| The problem |
Drop every picture, then repeat the records exactly.

| Data for analysis |

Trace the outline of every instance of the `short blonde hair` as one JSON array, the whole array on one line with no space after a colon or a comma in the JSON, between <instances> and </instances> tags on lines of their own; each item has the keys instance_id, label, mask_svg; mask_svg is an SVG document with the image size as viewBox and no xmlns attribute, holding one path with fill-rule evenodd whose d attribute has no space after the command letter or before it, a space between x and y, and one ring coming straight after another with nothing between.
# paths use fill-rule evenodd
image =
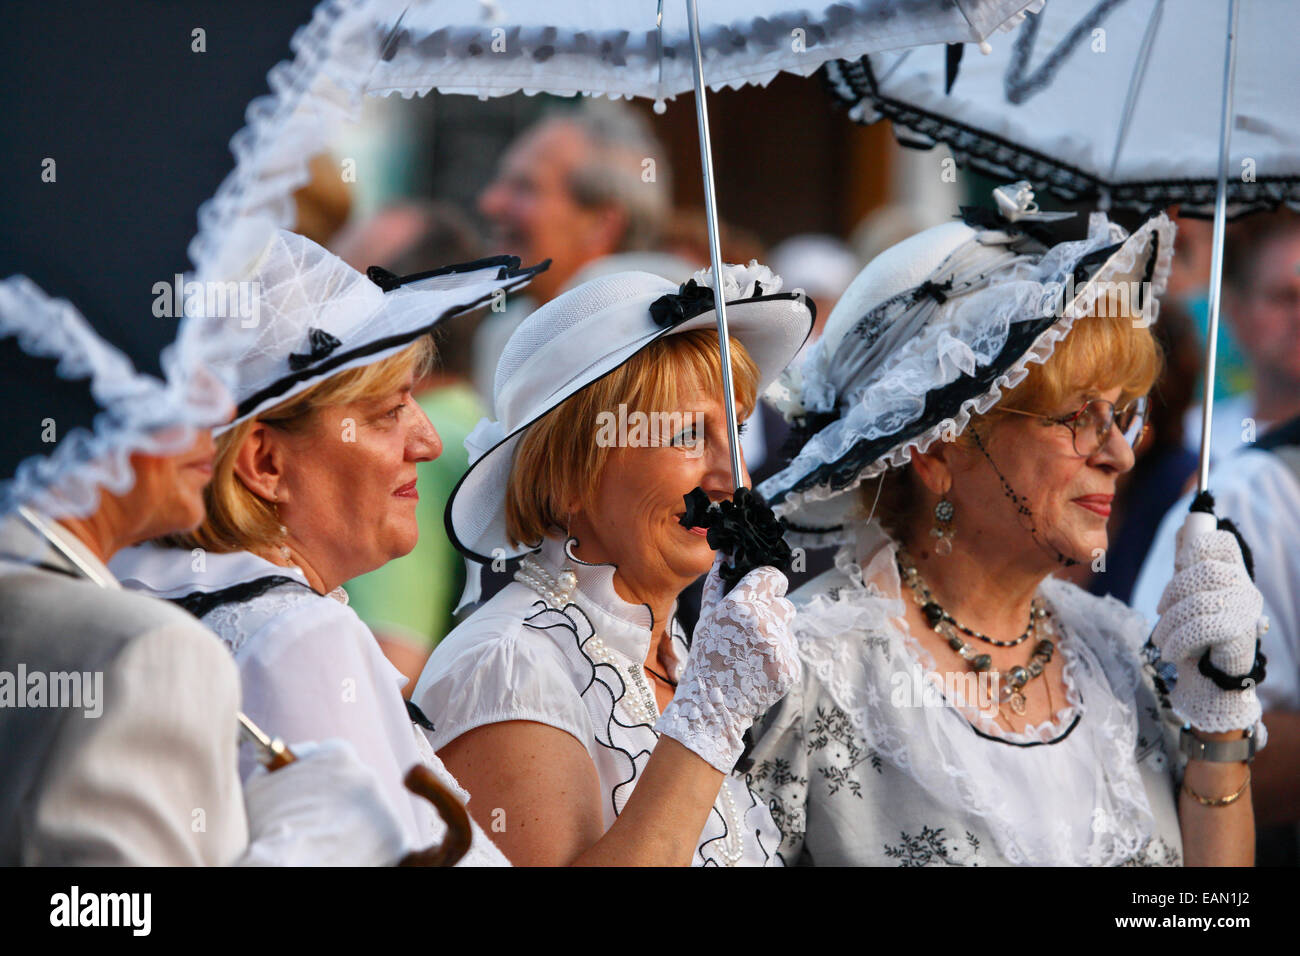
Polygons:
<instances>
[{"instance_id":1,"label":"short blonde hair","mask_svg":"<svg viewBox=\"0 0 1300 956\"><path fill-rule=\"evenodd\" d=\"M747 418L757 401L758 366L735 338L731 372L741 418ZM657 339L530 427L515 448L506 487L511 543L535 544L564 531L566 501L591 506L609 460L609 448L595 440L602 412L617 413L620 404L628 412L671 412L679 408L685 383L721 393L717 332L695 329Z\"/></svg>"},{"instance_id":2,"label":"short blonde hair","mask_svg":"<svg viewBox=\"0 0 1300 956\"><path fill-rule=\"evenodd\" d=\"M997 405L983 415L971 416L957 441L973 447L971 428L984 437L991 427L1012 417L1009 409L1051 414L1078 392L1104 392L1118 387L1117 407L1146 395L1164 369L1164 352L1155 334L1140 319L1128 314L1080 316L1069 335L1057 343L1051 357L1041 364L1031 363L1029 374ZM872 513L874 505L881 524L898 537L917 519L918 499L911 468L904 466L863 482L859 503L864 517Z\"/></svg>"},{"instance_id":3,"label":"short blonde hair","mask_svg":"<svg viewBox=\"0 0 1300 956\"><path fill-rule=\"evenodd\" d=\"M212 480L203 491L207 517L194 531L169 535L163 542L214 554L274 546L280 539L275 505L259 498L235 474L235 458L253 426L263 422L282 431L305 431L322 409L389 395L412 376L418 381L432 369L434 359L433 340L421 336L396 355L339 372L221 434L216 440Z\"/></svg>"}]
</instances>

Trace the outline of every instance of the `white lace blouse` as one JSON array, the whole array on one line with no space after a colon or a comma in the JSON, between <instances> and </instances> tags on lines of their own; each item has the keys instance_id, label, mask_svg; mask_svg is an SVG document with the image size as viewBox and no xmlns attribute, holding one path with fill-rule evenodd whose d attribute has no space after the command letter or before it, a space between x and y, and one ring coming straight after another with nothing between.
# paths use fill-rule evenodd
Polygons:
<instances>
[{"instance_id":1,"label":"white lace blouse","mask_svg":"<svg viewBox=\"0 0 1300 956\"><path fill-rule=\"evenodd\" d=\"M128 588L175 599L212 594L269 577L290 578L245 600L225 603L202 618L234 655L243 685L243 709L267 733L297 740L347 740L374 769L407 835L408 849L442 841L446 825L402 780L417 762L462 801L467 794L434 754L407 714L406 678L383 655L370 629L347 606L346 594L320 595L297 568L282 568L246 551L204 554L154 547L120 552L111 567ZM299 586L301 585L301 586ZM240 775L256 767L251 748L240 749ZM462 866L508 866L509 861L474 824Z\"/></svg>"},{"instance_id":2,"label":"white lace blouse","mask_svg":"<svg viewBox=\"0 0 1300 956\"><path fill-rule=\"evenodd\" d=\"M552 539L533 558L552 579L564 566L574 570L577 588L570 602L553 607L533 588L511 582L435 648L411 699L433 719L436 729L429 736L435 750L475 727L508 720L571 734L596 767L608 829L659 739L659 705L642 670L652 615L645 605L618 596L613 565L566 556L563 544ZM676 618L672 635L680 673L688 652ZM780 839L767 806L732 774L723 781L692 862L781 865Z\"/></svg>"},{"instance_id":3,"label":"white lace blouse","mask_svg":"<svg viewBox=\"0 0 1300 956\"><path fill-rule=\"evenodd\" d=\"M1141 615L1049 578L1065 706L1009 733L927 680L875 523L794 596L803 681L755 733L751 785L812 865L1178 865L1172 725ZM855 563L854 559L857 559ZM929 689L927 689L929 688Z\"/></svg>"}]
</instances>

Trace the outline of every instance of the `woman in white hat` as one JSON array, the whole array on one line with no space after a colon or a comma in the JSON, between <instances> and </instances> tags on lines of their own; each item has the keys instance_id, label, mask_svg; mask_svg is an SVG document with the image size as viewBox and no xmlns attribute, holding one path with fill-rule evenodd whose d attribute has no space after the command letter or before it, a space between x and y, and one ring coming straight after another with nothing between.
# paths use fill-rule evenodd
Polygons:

| Response area |
Trace the outline of every instance of the `short blonde hair` as one JSON array, the whole array on one line with no space after a colon or a comma in the JSON, between <instances> and </instances> tags on lines of their own; each item has the keys instance_id, label, mask_svg; mask_svg is an SVG document with the image size as viewBox and no xmlns attribute, holding one path with fill-rule evenodd whose d attribute has no space after the command letter or before it, a space between x and y, and one ring coming straight after another with nothing between.
# paths use fill-rule evenodd
image =
Polygons:
<instances>
[{"instance_id":1,"label":"short blonde hair","mask_svg":"<svg viewBox=\"0 0 1300 956\"><path fill-rule=\"evenodd\" d=\"M747 418L757 401L758 366L735 338L731 372L741 418ZM657 339L530 427L515 448L506 487L511 543L535 544L564 531L566 501L591 506L609 460L609 448L595 440L602 412L617 413L620 404L628 412L671 412L679 408L685 383L721 393L717 332L695 329Z\"/></svg>"},{"instance_id":2,"label":"short blonde hair","mask_svg":"<svg viewBox=\"0 0 1300 956\"><path fill-rule=\"evenodd\" d=\"M997 405L983 415L971 416L957 441L973 447L971 428L984 437L991 427L1012 417L1009 409L1051 414L1078 392L1104 392L1118 387L1117 407L1146 395L1164 369L1164 352L1155 334L1140 319L1128 314L1080 316L1069 335L1057 343L1051 357L1041 364L1031 363L1029 374ZM872 513L874 505L881 524L898 537L917 519L918 499L911 468L904 466L863 482L859 503L864 517Z\"/></svg>"},{"instance_id":3,"label":"short blonde hair","mask_svg":"<svg viewBox=\"0 0 1300 956\"><path fill-rule=\"evenodd\" d=\"M212 480L203 491L207 517L194 531L169 535L163 542L214 554L274 546L280 539L275 505L259 498L235 474L235 458L253 426L263 422L282 431L305 431L322 409L389 395L412 376L418 381L432 369L434 359L433 340L421 336L396 355L339 372L221 434L216 440Z\"/></svg>"}]
</instances>

Trace the outline of every instance of the `white lace blouse` as one JSON array, the whole array on one line with no space after a colon or a comma in the JSON, between <instances> and </instances> tags on lines of their own; each item has the keys instance_id, label, mask_svg; mask_svg is an SVG document with the image size as viewBox and no xmlns attribute, holding one path with fill-rule evenodd whose d attribute has no space after the command letter or before it, a space between x and y, and one ring coming straight after another with nothing between.
# paths use fill-rule evenodd
Polygons:
<instances>
[{"instance_id":1,"label":"white lace blouse","mask_svg":"<svg viewBox=\"0 0 1300 956\"><path fill-rule=\"evenodd\" d=\"M128 588L175 599L212 594L269 577L290 578L245 600L225 603L202 618L234 655L243 685L243 709L267 733L297 740L347 740L374 769L407 835L408 849L442 841L446 825L402 780L417 762L462 801L467 794L434 754L407 714L406 678L383 655L370 629L347 606L346 594L320 595L297 568L282 568L246 551L204 554L154 547L120 552L111 567ZM299 586L301 585L301 586ZM240 775L256 767L251 748L240 749ZM462 866L508 866L509 861L474 824Z\"/></svg>"},{"instance_id":2,"label":"white lace blouse","mask_svg":"<svg viewBox=\"0 0 1300 956\"><path fill-rule=\"evenodd\" d=\"M552 539L533 558L552 579L564 566L574 570L577 588L570 602L553 607L533 588L511 582L435 648L411 699L433 719L436 729L429 736L435 750L475 727L508 720L571 734L596 767L608 829L659 739L659 705L642 670L652 615L645 605L618 596L613 565L566 556L563 544ZM676 618L672 635L680 673L688 652ZM780 839L767 806L732 774L723 781L692 862L781 865Z\"/></svg>"},{"instance_id":3,"label":"white lace blouse","mask_svg":"<svg viewBox=\"0 0 1300 956\"><path fill-rule=\"evenodd\" d=\"M1141 615L1049 578L1065 706L1009 733L927 680L875 523L794 596L803 681L755 733L751 785L812 865L1178 865L1172 725ZM855 563L854 559L857 559ZM929 689L927 689L929 688Z\"/></svg>"}]
</instances>

Trace the outline of every instance of the `woman in white hat` as one JSON array, the whole array on one line with no space after a colon or a comma in the JSON, between <instances> and </instances> tags on lines of their own; each item has the keys instance_id, label, mask_svg; mask_svg is an SVG document with the image size as viewBox and no xmlns attribute, holding one path with fill-rule evenodd whose d attribute has no space after the command letter or before it, a space between x and y, and one ring coming straight after another with nothing between.
# paths use fill-rule evenodd
Polygons:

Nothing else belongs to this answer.